Wednesday, April 13, 2016

How Fast is Liquid Biopsy Going? Insights from Sacher's Paper on ddPCR in Lung Cancer

On April 7, 2016, JAMA Oncology published a 180-patient study in which each lung cancer patient had paired liquid biopsy samples (ddPCR for EGFR and KRAS) along with tissue biopsies.  The data is extremely interesting and seeing a paired blood/tissue study with this many patients is very helpful for understanding how fast the clinical adoption of liquid biopsy is likely to move.  The paper is online here.  It's listed as "Free."  Details after the break.


Detection of tumor DNA in blood is moving quickly, one landmark being the April 13 approval of the Epigenomics blood-based screening test for colon cancer (here).   Another landmark is Sacher et al.'s study of 180 lung cancer patients with paired tissue and blood studies for EGFR and KRAS mutations.

The authors studies 180 lung cancer patients, 120 newly diagnosed and 60 who had acquired resistance to EGFR inhibitors.  The study design is impressive and yields several important types of data.

First, the positive predictive value of a mutation found in blood was 100% for several mutation categories.   However, not all T790M positive patients had tissue-positive confirmation.  T790M logged some some "false positive" results (see "FP" in figure below), but in this context, it raises the honest question of whether the tissue or the blood data is more accurate, as the authors note in their discussion.  The single tissue biopsy might have entered a metastasic site that had not yet developed the T790M mutation that was found in other tumors and was circulating in blood.


Second, if tissue testing is used as a gold standard, the sensitivity of blood studies was about 70-80%.  The authors provide additional data that as the patient's tumor burden rises, liquid biopsy becomes more sensitive: about 60% in patients with 1 metastatic site and approaching 100% sensitivity in patients with 4 or more metastatic sites.

Third, the authors find that turnaround time was drastically improved with liquid biopsy, with medians of 2-3 days (range, 1-7 days).  In comparison:
  • For patients getting their first diagnostic lung biopsy, median delay was 12 days (range, 1-54 days).

> Source material
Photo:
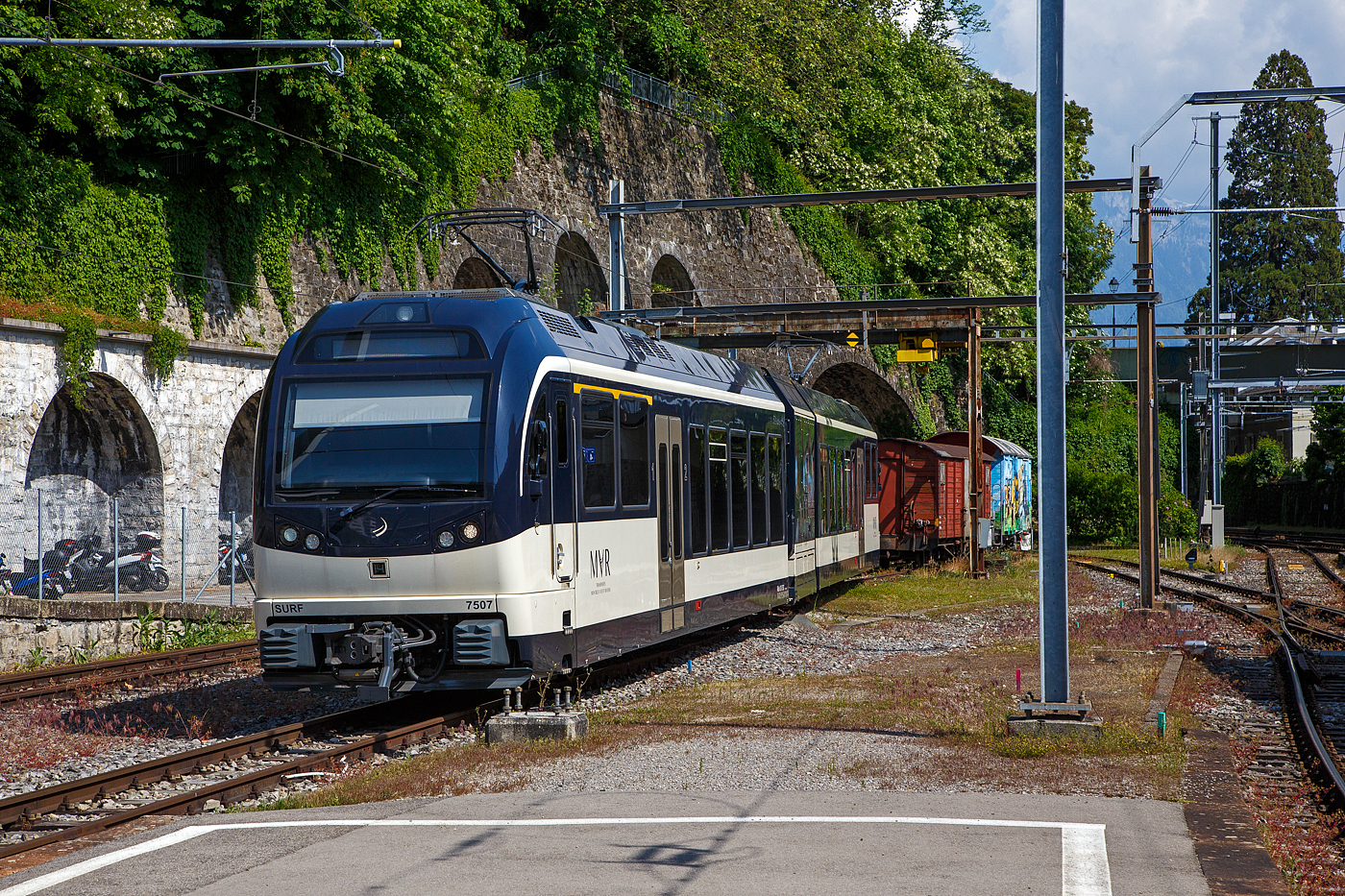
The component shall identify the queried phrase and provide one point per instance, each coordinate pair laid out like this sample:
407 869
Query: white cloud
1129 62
---
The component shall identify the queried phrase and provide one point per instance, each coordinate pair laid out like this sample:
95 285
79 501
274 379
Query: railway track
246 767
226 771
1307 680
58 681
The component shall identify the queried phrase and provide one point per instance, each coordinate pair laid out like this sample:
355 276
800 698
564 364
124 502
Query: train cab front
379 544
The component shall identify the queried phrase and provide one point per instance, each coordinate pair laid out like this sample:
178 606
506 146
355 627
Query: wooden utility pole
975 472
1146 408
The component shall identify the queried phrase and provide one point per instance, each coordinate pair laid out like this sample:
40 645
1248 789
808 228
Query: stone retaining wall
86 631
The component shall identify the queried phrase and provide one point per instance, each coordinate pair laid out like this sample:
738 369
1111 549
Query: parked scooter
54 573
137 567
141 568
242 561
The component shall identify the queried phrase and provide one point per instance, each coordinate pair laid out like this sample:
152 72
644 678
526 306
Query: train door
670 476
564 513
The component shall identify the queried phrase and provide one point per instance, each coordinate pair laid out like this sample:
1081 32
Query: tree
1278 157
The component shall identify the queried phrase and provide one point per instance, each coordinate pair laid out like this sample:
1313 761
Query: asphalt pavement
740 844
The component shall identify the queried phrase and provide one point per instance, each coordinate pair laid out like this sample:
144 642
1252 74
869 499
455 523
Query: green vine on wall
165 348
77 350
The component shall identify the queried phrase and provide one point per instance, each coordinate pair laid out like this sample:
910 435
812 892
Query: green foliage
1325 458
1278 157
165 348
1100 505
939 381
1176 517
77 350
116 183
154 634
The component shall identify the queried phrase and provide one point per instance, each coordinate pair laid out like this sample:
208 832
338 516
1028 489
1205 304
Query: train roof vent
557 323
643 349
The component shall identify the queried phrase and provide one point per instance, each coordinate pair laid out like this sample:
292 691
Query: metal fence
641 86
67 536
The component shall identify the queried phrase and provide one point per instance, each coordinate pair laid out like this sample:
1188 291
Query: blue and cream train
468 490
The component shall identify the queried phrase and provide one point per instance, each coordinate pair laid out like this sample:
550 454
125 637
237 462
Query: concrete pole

> Exercise prompt
Could you repeat the liquid biopsy post from "On April 7, 2016, JAMA" to "and KRAS mutations.", substituting "blood testing" for every "liquid biopsy"?

> Task answer
On April 7, 2016, JAMA Oncology published a 180-patient study in which each lung cancer patient had paired blood testing samples (ddPCR for EGFR and KRAS) along with tissue biopsies.  The data is extremely interesting and seeing a paired blood/tissue study with this many patients is very helpful for understanding how fast the clinical adoption of blood testing is likely to move.  The paper is online here.  It's listed as "Free."  Details after the break.


Detection of tumor DNA in blood is moving quickly, one landmark being the April 13 approval of the Epigenomics blood-based screening test for colon cancer (here).   Another landmark is Sacher et al.'s study of 180 lung cancer patients with paired tissue and blood studies for EGFR and KRAS mutations.